- [Passage]:
[Start of section]

Next Steps
What you’ve seen
- What data do you want?
- What would you like to measure?
- What data is actually available?
- Where to get data?
- Public Sources
- Generate it Yourself (how?)
- Data Wrangling
- How to get it into a usable format
- Visualization
- Explore the data to gain insight
- How do you want to tell the story.
- Actually getting your technology to do it
What your missing
- How should I collect data so that it represents the desired population? For
example, how should I survey residents of Flagstaff to ask them about
their housing burden?
- How to design an experiment to demonstrate if a potential Covid-19 vaccine
is effective? If it is safe? For example, suppose you have 10 volunteers and you
vaccinate 5 and give a placebo shot to the other 5. Suppose in the
subsequent 3 months 1 of your placebo group gets Covid-19 and none of the
vaccinated. Ultimately this could just be dumb luck and a trial with 10 people
didn’t provide convincing evidence. But if we had 100,000 people and
0 cases among the vaccinated and 10,000 in the un-vaccinated, then that seems
like it would be convincing evidence. The introductory statistics classes
STA 270 or 275 will answer these questions.
- The modeling prediction component is completely missing so far. Taking data
and predicting results is an important component. For example, how does Google
guess what you are about to type? How do weather models make predictions? How
does YouTube pick which ads and videos you are most likely to find interesting?
That will be introduced in STA 270/275 and 371 and strongly emphasized in 478.
- Programming is important because those tools are MUCH more powerful and flexible
than what we’ve done in Tableau. Most data science is done in either Python or
R. Your CS classes will introduce you to Python and you’ll get exposed to
R in your statistics classes and through STA 444/5. On the visual front, there
is a lot of programming (primarily D3) to make the interactive graphics and
scrolly-telling we’ve seen on professional websites.

[End of section]

- [Task goal]:
Write out the whole Next Steps passage above, word for word. The entries that come next are drawn from a different source.

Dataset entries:
[Start of section]

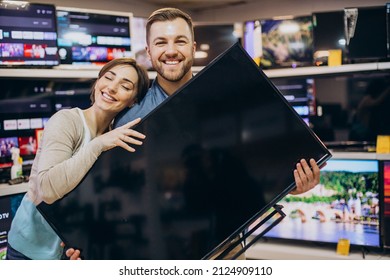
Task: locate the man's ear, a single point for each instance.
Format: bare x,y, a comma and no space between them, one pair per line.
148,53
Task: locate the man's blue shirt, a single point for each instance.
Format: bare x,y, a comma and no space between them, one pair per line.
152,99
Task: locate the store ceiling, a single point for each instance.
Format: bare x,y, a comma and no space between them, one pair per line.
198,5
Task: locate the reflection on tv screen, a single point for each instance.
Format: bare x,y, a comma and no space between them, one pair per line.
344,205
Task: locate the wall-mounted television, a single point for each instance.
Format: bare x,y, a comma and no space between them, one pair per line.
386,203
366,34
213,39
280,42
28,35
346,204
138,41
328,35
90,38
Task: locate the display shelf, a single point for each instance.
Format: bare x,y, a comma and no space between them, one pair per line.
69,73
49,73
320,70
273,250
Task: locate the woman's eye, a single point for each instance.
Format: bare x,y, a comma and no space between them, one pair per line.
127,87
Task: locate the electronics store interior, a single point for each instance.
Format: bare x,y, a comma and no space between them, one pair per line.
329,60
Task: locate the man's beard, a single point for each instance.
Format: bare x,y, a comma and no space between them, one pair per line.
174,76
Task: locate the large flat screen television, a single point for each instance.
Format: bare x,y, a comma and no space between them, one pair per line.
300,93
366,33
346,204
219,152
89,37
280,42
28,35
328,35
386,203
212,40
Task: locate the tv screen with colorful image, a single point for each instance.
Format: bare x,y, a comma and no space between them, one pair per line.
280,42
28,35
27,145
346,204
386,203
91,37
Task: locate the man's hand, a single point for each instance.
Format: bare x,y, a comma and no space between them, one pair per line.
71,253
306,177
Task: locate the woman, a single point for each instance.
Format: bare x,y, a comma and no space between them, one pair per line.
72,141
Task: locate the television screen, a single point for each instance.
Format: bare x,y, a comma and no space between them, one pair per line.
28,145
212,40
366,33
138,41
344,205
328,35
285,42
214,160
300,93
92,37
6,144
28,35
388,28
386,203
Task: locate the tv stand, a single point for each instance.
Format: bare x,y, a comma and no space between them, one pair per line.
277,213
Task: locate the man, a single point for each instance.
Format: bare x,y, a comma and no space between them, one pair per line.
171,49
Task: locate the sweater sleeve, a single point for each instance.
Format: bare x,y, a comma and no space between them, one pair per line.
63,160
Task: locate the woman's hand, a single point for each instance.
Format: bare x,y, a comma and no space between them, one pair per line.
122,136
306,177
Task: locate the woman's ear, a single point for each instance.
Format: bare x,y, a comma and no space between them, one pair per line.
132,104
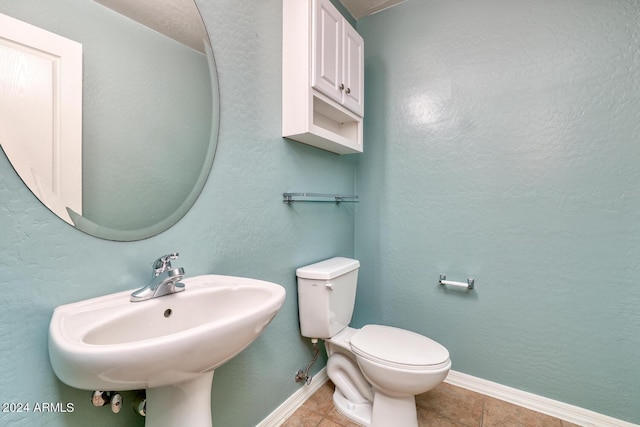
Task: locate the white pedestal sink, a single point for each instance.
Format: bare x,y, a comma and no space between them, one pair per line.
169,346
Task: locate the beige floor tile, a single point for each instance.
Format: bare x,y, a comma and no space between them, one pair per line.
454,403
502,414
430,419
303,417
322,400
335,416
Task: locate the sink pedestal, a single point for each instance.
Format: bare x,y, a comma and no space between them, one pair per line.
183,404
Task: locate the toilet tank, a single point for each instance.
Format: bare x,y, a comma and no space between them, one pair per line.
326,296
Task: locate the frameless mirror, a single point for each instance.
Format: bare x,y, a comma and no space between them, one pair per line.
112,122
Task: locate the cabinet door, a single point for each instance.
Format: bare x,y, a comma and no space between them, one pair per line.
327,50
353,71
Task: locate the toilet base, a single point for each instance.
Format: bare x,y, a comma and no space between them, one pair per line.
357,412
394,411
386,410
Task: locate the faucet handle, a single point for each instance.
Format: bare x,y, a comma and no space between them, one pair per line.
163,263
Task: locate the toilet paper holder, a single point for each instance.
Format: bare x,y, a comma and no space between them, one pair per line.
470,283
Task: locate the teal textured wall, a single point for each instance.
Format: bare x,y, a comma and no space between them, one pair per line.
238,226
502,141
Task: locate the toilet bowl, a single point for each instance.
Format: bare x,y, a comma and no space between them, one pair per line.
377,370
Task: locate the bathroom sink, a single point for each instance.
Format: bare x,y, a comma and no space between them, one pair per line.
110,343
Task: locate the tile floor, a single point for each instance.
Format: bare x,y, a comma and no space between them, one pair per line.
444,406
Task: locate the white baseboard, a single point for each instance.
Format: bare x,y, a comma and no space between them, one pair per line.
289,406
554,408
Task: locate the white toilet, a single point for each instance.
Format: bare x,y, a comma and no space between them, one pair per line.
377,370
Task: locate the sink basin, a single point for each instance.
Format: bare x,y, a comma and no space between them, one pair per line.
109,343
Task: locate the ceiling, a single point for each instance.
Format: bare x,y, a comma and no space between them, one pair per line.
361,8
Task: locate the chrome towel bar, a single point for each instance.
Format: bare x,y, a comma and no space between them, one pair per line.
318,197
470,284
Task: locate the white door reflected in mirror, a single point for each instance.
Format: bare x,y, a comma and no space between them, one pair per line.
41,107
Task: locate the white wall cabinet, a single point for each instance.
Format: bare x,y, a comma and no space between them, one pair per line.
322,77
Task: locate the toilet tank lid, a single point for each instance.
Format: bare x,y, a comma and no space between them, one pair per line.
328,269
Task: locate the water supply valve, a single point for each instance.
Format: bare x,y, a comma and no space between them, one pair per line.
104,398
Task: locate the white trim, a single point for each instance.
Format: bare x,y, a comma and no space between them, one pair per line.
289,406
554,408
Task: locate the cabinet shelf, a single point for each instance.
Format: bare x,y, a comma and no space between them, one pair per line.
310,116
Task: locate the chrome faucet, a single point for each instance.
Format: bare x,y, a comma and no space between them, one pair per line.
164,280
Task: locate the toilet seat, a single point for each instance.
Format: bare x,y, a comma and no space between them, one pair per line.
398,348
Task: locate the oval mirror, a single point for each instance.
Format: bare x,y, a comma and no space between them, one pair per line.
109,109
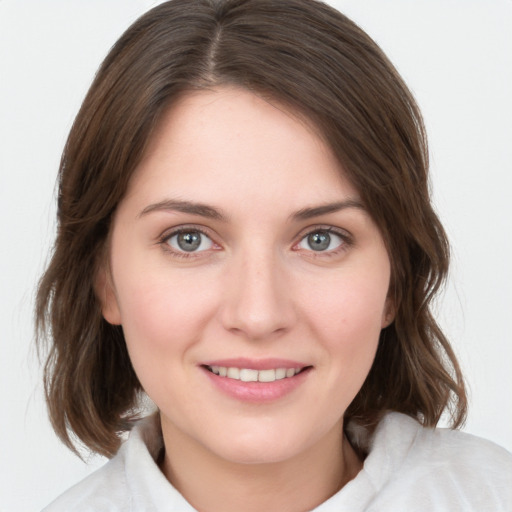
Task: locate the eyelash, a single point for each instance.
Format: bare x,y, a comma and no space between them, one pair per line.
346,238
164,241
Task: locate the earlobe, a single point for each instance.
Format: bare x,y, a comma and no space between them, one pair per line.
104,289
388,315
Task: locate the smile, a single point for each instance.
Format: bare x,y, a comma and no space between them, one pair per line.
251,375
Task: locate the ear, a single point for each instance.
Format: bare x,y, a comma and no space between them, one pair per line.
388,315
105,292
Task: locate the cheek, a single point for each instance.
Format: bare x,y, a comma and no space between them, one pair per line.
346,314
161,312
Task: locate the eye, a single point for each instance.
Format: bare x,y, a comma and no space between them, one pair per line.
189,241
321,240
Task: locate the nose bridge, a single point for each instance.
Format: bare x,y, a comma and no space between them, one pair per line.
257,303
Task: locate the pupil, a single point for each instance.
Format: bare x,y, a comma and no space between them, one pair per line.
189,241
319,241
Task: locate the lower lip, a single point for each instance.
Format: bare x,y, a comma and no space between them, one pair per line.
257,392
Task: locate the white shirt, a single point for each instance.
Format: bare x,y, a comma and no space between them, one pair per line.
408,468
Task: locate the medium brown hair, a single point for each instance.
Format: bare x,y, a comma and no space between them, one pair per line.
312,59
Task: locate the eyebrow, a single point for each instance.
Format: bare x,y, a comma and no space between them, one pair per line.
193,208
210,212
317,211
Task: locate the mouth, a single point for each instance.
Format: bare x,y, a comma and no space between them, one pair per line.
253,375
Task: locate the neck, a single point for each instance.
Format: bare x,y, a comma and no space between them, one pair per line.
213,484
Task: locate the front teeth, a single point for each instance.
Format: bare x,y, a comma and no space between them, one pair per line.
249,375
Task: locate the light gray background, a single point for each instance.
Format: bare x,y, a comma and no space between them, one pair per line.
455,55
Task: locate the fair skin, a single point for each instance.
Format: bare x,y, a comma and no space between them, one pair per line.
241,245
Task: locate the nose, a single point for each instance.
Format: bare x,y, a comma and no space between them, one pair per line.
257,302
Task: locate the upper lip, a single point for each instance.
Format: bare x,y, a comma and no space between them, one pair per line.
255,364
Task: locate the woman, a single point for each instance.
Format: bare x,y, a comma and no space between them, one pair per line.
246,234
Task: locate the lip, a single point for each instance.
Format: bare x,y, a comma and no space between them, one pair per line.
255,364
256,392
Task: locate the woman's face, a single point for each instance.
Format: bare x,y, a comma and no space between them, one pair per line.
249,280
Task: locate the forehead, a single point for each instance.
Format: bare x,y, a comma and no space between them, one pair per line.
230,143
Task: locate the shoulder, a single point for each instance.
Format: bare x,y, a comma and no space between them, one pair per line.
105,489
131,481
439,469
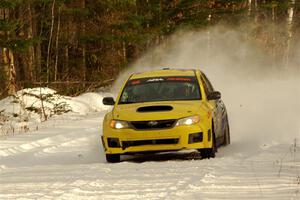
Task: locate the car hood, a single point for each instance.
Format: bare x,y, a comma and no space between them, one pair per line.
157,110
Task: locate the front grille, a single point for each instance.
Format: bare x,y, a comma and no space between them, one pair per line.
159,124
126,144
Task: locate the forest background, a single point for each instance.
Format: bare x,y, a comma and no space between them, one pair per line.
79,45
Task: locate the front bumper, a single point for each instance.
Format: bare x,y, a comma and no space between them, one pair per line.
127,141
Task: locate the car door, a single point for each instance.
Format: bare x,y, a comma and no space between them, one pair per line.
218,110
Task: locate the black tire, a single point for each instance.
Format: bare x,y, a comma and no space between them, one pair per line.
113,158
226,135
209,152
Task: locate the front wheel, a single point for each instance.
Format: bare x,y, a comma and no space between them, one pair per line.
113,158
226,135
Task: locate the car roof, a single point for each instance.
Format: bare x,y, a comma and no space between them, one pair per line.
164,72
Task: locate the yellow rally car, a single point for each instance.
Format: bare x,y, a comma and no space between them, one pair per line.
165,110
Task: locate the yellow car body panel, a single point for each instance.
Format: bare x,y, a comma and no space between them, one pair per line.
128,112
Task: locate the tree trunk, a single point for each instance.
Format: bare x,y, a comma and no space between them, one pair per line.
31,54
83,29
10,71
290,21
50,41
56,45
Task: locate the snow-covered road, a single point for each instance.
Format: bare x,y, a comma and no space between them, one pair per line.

[End of section]

- [Written solution]:
Next Steps
What you’ve seen
- What data do you want?
- What would you like to measure?
- What data is actually available?
- Where to get data?
- Public Sources
- Generate it Yourself (how?)
- Data Wrangling
- How to get it into a usable format
- Visualization
- Explore the data to gain insight
- How do you want to tell the story.
- Actually getting your technology to do it
What your missing
- How should I collect data so that it represents the desired population? For
example, how should I survey residents of Flagstaff to ask them about
their housing burden?
- How to design an experiment to demonstrate if a potential Covid-19 vaccine
is effective? If it is safe? For example, suppose you have 10 volunteers and you
vaccinate 5 and give a placebo shot to the other 5. Suppose in the
subsequent 3 months 1 of your placebo group gets Covid-19 and none of the
vaccinated. Ultimately this could just be dumb luck and a trial with 10 people
didn’t provide convincing evidence. But if we had 100,000 people and
0 cases among the vaccinated and 10,000 in the un-vaccinated, then that seems
like it would be convincing evidence. The introductory statistics classes
STA 270 or 275 will answer these questions.
- The modeling prediction component is completely missing so far. Taking data
and predicting results is an important component. For example, how does Google
guess what you are about to type? How do weather models make predictions? How
does YouTube pick which ads and videos you are most likely to find interesting?
That will be introduced in STA 270/275 and 371 and strongly emphasized in 478.
- Programming is important because those tools are MUCH more powerful and flexible
than what we’ve done in Tableau. Most data science is done in either Python or
R. Your CS classes will introduce you to Python and you’ll get exposed to
R in your statistics classes and through STA 444/5. On the visual front, there
is a lot of programming (primarily D3) to make the interactive graphics and
scrolly-telling we’ve seen on professional websites.